:: Provided data ::

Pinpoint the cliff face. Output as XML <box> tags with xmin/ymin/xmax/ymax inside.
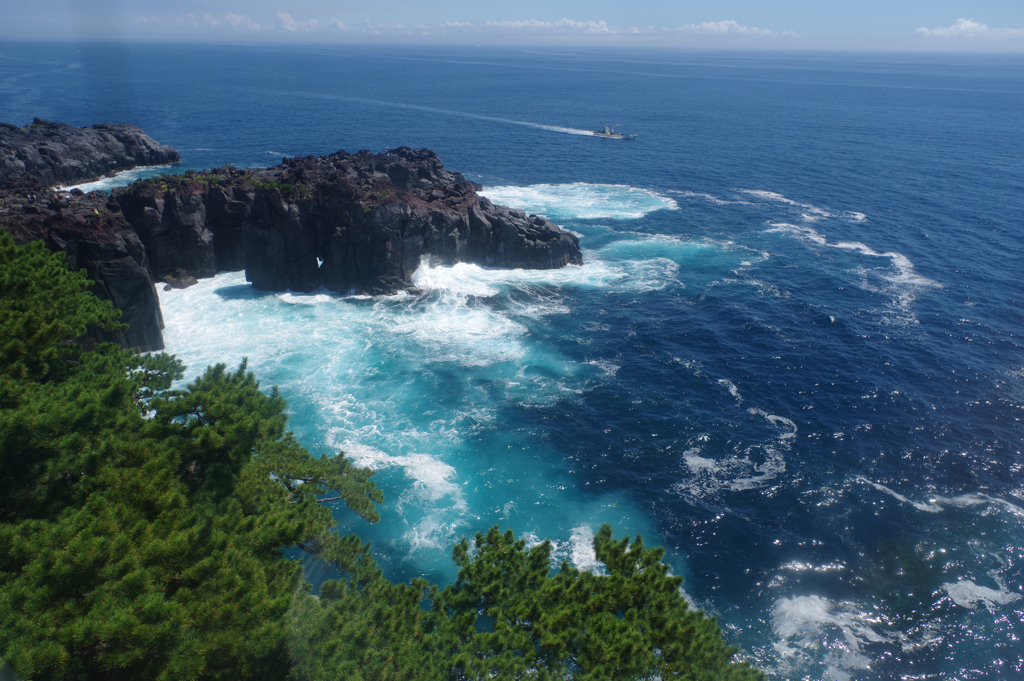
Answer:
<box><xmin>0</xmin><ymin>118</ymin><xmax>181</xmax><ymax>186</ymax></box>
<box><xmin>115</xmin><ymin>147</ymin><xmax>583</xmax><ymax>293</ymax></box>
<box><xmin>0</xmin><ymin>180</ymin><xmax>164</xmax><ymax>352</ymax></box>
<box><xmin>0</xmin><ymin>119</ymin><xmax>583</xmax><ymax>351</ymax></box>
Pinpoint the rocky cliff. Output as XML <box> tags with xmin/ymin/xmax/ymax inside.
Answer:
<box><xmin>0</xmin><ymin>119</ymin><xmax>583</xmax><ymax>351</ymax></box>
<box><xmin>115</xmin><ymin>147</ymin><xmax>583</xmax><ymax>293</ymax></box>
<box><xmin>0</xmin><ymin>118</ymin><xmax>181</xmax><ymax>186</ymax></box>
<box><xmin>0</xmin><ymin>179</ymin><xmax>164</xmax><ymax>352</ymax></box>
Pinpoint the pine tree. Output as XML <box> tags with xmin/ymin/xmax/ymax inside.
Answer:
<box><xmin>0</xmin><ymin>233</ymin><xmax>382</xmax><ymax>679</ymax></box>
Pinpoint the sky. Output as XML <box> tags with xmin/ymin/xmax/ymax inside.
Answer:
<box><xmin>0</xmin><ymin>0</ymin><xmax>1024</xmax><ymax>53</ymax></box>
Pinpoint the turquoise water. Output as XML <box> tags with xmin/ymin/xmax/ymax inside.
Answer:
<box><xmin>0</xmin><ymin>43</ymin><xmax>1024</xmax><ymax>679</ymax></box>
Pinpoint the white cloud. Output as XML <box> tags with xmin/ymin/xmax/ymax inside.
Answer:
<box><xmin>679</xmin><ymin>19</ymin><xmax>797</xmax><ymax>36</ymax></box>
<box><xmin>918</xmin><ymin>16</ymin><xmax>1024</xmax><ymax>40</ymax></box>
<box><xmin>224</xmin><ymin>12</ymin><xmax>259</xmax><ymax>31</ymax></box>
<box><xmin>473</xmin><ymin>18</ymin><xmax>617</xmax><ymax>33</ymax></box>
<box><xmin>278</xmin><ymin>12</ymin><xmax>319</xmax><ymax>31</ymax></box>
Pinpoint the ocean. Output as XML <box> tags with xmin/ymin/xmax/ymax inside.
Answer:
<box><xmin>0</xmin><ymin>42</ymin><xmax>1024</xmax><ymax>681</ymax></box>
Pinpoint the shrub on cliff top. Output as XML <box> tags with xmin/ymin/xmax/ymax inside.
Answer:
<box><xmin>0</xmin><ymin>232</ymin><xmax>761</xmax><ymax>681</ymax></box>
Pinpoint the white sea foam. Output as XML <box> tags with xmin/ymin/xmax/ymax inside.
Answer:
<box><xmin>480</xmin><ymin>182</ymin><xmax>679</xmax><ymax>220</ymax></box>
<box><xmin>771</xmin><ymin>595</ymin><xmax>892</xmax><ymax>681</ymax></box>
<box><xmin>739</xmin><ymin>189</ymin><xmax>867</xmax><ymax>222</ymax></box>
<box><xmin>667</xmin><ymin>189</ymin><xmax>751</xmax><ymax>206</ymax></box>
<box><xmin>57</xmin><ymin>165</ymin><xmax>175</xmax><ymax>194</ymax></box>
<box><xmin>718</xmin><ymin>378</ymin><xmax>743</xmax><ymax>405</ymax></box>
<box><xmin>942</xmin><ymin>580</ymin><xmax>1021</xmax><ymax>613</ymax></box>
<box><xmin>854</xmin><ymin>475</ymin><xmax>1024</xmax><ymax>518</ymax></box>
<box><xmin>765</xmin><ymin>222</ymin><xmax>944</xmax><ymax>328</ymax></box>
<box><xmin>746</xmin><ymin>408</ymin><xmax>797</xmax><ymax>440</ymax></box>
<box><xmin>586</xmin><ymin>359</ymin><xmax>622</xmax><ymax>376</ymax></box>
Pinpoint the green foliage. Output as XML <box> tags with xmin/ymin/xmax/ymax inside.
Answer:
<box><xmin>0</xmin><ymin>235</ymin><xmax>382</xmax><ymax>679</ymax></box>
<box><xmin>253</xmin><ymin>179</ymin><xmax>295</xmax><ymax>197</ymax></box>
<box><xmin>289</xmin><ymin>525</ymin><xmax>763</xmax><ymax>681</ymax></box>
<box><xmin>0</xmin><ymin>233</ymin><xmax>762</xmax><ymax>681</ymax></box>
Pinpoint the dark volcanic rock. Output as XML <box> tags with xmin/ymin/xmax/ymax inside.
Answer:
<box><xmin>0</xmin><ymin>179</ymin><xmax>164</xmax><ymax>352</ymax></box>
<box><xmin>0</xmin><ymin>118</ymin><xmax>181</xmax><ymax>186</ymax></box>
<box><xmin>0</xmin><ymin>124</ymin><xmax>583</xmax><ymax>351</ymax></box>
<box><xmin>116</xmin><ymin>147</ymin><xmax>583</xmax><ymax>293</ymax></box>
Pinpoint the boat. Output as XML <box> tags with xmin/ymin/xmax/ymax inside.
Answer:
<box><xmin>594</xmin><ymin>125</ymin><xmax>636</xmax><ymax>139</ymax></box>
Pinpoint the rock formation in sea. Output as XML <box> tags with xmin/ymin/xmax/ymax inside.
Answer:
<box><xmin>0</xmin><ymin>178</ymin><xmax>164</xmax><ymax>352</ymax></box>
<box><xmin>0</xmin><ymin>119</ymin><xmax>583</xmax><ymax>351</ymax></box>
<box><xmin>114</xmin><ymin>147</ymin><xmax>583</xmax><ymax>293</ymax></box>
<box><xmin>0</xmin><ymin>118</ymin><xmax>181</xmax><ymax>186</ymax></box>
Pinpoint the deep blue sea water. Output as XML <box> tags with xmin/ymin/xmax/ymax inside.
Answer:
<box><xmin>0</xmin><ymin>43</ymin><xmax>1024</xmax><ymax>680</ymax></box>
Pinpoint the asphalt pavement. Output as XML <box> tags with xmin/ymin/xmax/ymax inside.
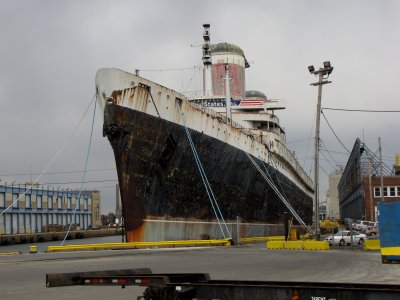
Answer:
<box><xmin>0</xmin><ymin>244</ymin><xmax>400</xmax><ymax>300</ymax></box>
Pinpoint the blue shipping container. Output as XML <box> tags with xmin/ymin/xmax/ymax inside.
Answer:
<box><xmin>378</xmin><ymin>202</ymin><xmax>400</xmax><ymax>263</ymax></box>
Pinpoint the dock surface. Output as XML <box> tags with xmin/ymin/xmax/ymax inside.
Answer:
<box><xmin>0</xmin><ymin>244</ymin><xmax>400</xmax><ymax>300</ymax></box>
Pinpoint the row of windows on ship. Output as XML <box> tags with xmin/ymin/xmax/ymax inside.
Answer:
<box><xmin>191</xmin><ymin>98</ymin><xmax>248</xmax><ymax>107</ymax></box>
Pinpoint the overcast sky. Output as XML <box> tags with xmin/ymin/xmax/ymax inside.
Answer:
<box><xmin>0</xmin><ymin>0</ymin><xmax>400</xmax><ymax>213</ymax></box>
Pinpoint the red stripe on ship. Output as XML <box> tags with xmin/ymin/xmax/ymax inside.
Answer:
<box><xmin>240</xmin><ymin>100</ymin><xmax>263</xmax><ymax>106</ymax></box>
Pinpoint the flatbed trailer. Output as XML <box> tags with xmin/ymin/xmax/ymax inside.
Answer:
<box><xmin>46</xmin><ymin>268</ymin><xmax>400</xmax><ymax>300</ymax></box>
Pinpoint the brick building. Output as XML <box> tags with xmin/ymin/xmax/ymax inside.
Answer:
<box><xmin>338</xmin><ymin>139</ymin><xmax>400</xmax><ymax>221</ymax></box>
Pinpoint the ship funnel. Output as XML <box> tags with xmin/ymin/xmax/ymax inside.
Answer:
<box><xmin>202</xmin><ymin>24</ymin><xmax>213</xmax><ymax>96</ymax></box>
<box><xmin>394</xmin><ymin>152</ymin><xmax>400</xmax><ymax>175</ymax></box>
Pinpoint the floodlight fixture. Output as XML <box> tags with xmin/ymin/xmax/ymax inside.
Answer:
<box><xmin>324</xmin><ymin>61</ymin><xmax>331</xmax><ymax>68</ymax></box>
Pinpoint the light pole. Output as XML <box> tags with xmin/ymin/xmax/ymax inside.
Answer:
<box><xmin>308</xmin><ymin>61</ymin><xmax>333</xmax><ymax>240</ymax></box>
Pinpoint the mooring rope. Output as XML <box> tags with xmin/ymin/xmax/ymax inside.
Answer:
<box><xmin>184</xmin><ymin>115</ymin><xmax>232</xmax><ymax>239</ymax></box>
<box><xmin>0</xmin><ymin>95</ymin><xmax>96</xmax><ymax>216</ymax></box>
<box><xmin>61</xmin><ymin>95</ymin><xmax>97</xmax><ymax>246</ymax></box>
<box><xmin>244</xmin><ymin>152</ymin><xmax>307</xmax><ymax>228</ymax></box>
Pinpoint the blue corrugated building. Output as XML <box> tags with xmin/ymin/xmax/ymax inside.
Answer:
<box><xmin>0</xmin><ymin>185</ymin><xmax>96</xmax><ymax>235</ymax></box>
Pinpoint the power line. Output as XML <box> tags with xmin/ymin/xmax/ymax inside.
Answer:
<box><xmin>321</xmin><ymin>107</ymin><xmax>400</xmax><ymax>113</ymax></box>
<box><xmin>321</xmin><ymin>110</ymin><xmax>350</xmax><ymax>153</ymax></box>
<box><xmin>321</xmin><ymin>140</ymin><xmax>339</xmax><ymax>165</ymax></box>
<box><xmin>0</xmin><ymin>168</ymin><xmax>116</xmax><ymax>177</ymax></box>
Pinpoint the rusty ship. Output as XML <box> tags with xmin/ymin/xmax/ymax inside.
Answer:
<box><xmin>96</xmin><ymin>24</ymin><xmax>314</xmax><ymax>242</ymax></box>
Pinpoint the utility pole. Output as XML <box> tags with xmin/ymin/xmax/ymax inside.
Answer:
<box><xmin>378</xmin><ymin>137</ymin><xmax>385</xmax><ymax>202</ymax></box>
<box><xmin>308</xmin><ymin>61</ymin><xmax>333</xmax><ymax>240</ymax></box>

:::

### Instruction
Pick out and copy each line above that contains the string "building", matching its case exactly.

### Result
Pinpoint the brick building. Output as XML <box> tags with xmin/ymin/xmax/ymax inside.
Pinpoint the blue corrugated building. Output as XML <box> tags with xmin/ymin/xmax/ymax inside.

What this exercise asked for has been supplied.